Stated problem » Tally the lines of the records that contain the string "white", treating uppercase and lowercase as different, and give only the count.

··· Data entries

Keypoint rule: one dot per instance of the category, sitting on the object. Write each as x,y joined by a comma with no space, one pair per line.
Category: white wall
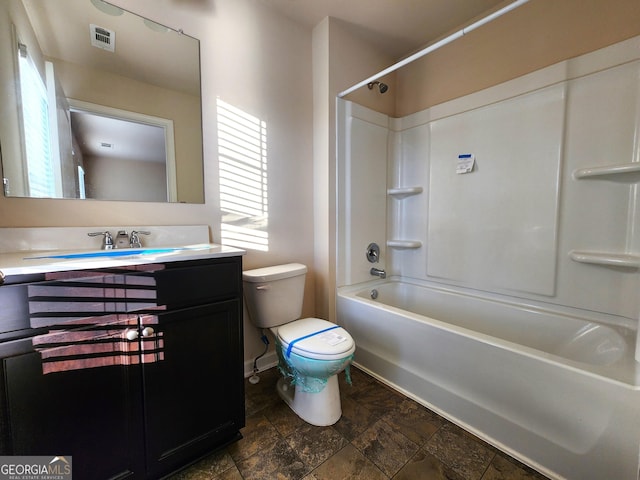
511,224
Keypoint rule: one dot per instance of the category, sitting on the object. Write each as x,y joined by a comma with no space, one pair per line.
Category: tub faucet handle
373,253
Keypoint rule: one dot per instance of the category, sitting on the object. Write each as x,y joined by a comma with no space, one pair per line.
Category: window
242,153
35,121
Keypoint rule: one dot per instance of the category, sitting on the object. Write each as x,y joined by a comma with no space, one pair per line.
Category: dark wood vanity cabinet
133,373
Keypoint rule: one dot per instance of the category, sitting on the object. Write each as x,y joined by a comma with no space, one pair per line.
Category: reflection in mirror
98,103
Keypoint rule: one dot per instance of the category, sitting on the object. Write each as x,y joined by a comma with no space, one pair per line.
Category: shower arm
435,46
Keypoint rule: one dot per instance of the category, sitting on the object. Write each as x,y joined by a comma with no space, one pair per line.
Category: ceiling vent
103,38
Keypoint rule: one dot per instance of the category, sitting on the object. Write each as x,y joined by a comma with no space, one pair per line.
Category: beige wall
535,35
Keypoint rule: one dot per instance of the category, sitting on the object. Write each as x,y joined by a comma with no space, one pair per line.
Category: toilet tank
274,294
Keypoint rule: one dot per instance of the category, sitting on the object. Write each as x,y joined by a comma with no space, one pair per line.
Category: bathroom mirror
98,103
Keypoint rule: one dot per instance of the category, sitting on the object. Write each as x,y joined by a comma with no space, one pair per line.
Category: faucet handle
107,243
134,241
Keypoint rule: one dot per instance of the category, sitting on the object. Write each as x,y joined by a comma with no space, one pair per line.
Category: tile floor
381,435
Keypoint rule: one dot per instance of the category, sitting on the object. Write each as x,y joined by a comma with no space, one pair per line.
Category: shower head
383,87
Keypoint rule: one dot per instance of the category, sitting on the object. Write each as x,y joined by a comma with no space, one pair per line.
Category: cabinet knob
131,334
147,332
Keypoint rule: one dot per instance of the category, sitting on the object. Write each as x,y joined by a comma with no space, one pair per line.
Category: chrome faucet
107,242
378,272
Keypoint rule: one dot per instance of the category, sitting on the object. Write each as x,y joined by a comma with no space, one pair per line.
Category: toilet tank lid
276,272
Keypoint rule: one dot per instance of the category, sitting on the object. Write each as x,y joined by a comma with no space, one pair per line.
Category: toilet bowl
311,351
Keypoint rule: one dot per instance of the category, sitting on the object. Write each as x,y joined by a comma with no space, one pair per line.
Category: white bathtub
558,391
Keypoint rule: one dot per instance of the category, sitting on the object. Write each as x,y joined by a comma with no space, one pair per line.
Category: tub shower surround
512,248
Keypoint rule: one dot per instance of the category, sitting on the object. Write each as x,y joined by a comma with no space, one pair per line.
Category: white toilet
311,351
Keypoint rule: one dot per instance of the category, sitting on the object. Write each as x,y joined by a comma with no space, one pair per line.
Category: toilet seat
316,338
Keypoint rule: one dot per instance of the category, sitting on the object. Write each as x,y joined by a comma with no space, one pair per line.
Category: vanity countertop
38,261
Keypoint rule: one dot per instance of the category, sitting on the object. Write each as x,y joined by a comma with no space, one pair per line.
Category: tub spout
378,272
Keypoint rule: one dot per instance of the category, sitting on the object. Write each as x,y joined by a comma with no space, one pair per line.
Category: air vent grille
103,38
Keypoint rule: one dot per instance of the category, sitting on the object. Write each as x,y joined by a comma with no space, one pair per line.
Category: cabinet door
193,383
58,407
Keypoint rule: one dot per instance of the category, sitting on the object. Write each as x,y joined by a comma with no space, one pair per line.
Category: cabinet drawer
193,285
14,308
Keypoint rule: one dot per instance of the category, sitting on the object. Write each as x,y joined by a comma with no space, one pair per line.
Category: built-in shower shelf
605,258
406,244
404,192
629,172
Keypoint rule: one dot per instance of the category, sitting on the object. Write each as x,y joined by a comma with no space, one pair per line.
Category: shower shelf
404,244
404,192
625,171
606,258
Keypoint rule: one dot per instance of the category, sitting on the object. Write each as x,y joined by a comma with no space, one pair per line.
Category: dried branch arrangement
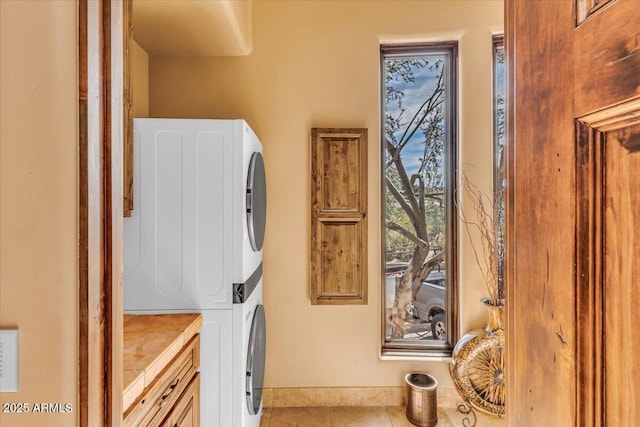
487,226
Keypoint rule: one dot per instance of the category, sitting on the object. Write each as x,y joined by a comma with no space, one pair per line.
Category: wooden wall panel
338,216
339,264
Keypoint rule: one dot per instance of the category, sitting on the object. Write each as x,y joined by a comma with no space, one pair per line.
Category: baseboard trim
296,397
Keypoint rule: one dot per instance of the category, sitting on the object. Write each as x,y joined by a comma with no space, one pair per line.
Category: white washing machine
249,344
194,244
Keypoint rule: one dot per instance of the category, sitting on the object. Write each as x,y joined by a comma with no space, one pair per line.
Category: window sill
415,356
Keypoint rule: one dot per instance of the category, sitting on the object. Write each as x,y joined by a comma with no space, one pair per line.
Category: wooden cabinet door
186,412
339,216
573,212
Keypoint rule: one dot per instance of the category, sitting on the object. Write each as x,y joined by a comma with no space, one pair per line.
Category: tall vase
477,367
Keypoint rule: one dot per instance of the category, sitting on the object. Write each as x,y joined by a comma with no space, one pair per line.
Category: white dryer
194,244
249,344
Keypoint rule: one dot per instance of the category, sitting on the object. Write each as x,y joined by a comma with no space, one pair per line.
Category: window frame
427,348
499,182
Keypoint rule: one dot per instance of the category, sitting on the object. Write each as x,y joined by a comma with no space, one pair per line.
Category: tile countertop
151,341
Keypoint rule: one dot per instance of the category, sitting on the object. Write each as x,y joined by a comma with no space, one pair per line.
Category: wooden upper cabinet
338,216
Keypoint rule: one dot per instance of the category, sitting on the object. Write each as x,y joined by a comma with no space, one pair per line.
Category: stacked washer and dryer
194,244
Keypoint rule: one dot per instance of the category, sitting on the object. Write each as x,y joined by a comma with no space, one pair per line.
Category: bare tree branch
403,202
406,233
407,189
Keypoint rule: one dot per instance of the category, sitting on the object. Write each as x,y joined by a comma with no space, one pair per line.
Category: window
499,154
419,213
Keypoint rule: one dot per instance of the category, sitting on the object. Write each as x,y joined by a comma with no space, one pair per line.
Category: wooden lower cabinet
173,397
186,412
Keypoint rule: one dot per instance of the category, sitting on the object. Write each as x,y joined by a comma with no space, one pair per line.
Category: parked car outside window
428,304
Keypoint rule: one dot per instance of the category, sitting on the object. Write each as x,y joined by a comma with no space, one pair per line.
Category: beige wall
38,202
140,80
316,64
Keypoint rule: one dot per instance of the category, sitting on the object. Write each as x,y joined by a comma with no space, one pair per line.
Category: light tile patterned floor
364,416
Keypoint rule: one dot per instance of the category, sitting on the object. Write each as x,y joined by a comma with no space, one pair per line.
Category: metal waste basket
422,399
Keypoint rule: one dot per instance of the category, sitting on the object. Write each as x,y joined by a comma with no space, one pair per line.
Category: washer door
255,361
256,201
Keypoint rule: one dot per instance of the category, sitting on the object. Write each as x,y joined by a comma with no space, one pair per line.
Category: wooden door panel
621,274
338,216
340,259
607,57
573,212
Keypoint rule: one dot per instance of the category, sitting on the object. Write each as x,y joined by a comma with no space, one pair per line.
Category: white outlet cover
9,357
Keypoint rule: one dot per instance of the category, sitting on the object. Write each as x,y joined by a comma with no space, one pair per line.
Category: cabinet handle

······

Result of this exercise » 6